> _PROVIDED TEXT_:

Ighor Gabryel

Personal information
- Full name: Ighor Gabryel Vieira Gonçalves
- Date of birth: 15 January 2003 (age 22)
- Place of birth: Brumadinho, Brazil
- Height: 1.76 m (5 ft 9 in)
- Position(s): Forward

Team information
- Current team: América Mineiro
- Number: 91

Youth career
- 2019–2023: América Mineiro

Senior career*
- Years: Team / Apps / (Gls)
- 2023–: América Mineiro / 1 / (0)

= Ighor Gabryel =

Brazilian footballer (born 2003)

Ighor Gabryel Vieira Gonçalves (born 15 January 2003), known as Ighor Gabryel, is a Brazilian professional footballer who plays as a forward for América Mineiro.

==Career==
Born in Brumadinho, Minas Gerais, Ighor Gabryel joined América Mineiro's youth setup in 2019. On 29 September 2020, aged 17, he signed his first professional contract with the club.

> _WHAT TO WORK ON_:
1. Transcribe the stretch of the Ighor Gabryel profile from "- Place of birth: Brumadinho, Brazil" through "Apps / (Gls)".
2. Answer these from the Ighor Gabryel profile:
(a) What number does he wear for his current team?
(b) In which year did he join América Mineiro's youth setup?
(c) On what date did he sign his first professional contract?

> _RECORDED INFORMATION_:

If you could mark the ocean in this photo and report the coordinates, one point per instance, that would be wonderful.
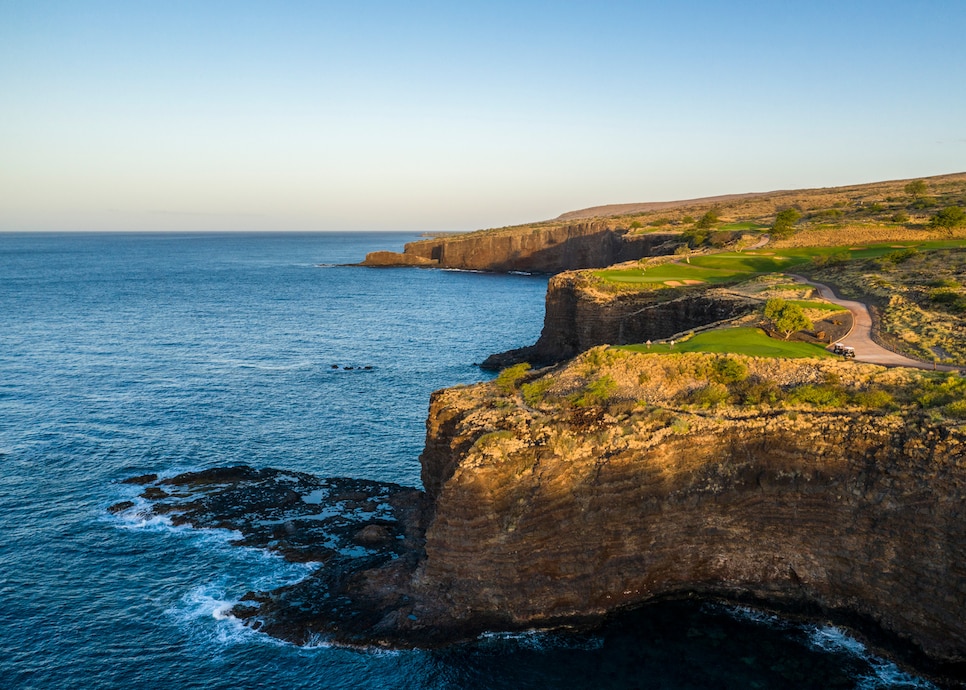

> _TASK ANSWERS_:
1.
- Place of birth: Brumadinho, Brazil
- Height: 1.76 m (5 ft 9 in)
- Position(s): Forward

Team information
- Current team: América Mineiro
- Number: 91

Youth career
- 2019–2023: América Mineiro

Senior career*
- Years: Team / Apps / (Gls)

2.
(a) 91
(b) 2019
(c) 29 September 2020